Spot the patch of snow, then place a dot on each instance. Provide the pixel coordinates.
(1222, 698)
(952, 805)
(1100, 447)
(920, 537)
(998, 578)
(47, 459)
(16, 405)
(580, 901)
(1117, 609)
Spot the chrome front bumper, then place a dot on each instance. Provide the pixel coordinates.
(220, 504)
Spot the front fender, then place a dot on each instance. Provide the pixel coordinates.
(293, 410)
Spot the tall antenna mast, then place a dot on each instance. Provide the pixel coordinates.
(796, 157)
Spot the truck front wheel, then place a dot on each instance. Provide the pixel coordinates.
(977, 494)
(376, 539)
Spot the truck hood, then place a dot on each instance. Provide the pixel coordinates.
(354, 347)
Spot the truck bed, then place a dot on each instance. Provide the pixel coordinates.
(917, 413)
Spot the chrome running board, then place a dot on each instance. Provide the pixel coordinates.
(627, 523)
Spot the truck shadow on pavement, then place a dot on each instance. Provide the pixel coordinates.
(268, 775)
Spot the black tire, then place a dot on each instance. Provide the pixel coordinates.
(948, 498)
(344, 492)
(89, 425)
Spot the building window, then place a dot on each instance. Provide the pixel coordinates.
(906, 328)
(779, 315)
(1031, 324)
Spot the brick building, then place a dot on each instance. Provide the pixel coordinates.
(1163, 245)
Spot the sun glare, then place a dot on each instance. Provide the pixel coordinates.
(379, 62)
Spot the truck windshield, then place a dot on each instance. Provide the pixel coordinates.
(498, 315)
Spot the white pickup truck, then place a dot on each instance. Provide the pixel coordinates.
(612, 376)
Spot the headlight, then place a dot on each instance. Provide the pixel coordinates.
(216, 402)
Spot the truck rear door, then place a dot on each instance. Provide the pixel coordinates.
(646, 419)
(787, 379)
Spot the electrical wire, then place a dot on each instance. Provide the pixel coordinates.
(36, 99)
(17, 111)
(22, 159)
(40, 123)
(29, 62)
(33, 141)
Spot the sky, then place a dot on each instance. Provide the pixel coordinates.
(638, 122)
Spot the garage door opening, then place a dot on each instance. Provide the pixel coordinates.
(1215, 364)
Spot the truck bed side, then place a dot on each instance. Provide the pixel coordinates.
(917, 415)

--

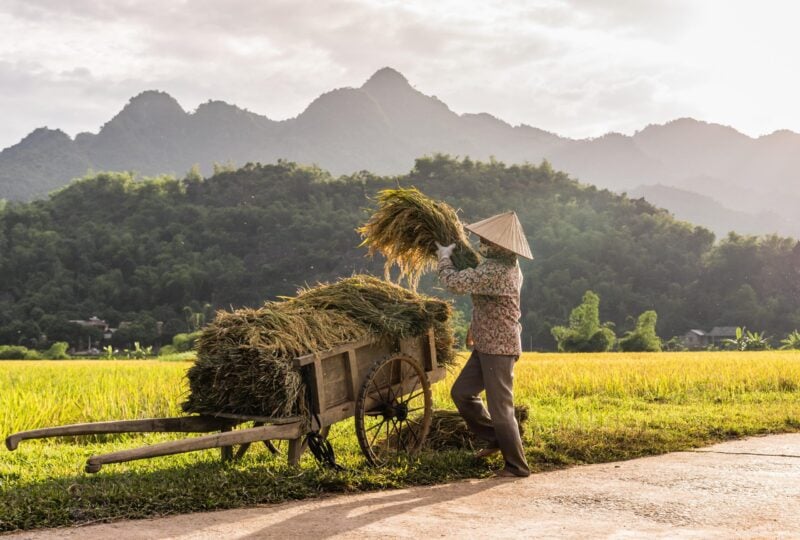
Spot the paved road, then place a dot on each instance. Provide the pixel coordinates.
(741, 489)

▸ **What you are asked to do**:
Show each line from the entries above that contains the word "door".

▸ **Exercise solution**:
Spot the truck rear door, then place a dot on each instance. Provide the pixel coordinates.
Spot the garage door opening, then place a dot on each instance. Provide the pixel coordinates.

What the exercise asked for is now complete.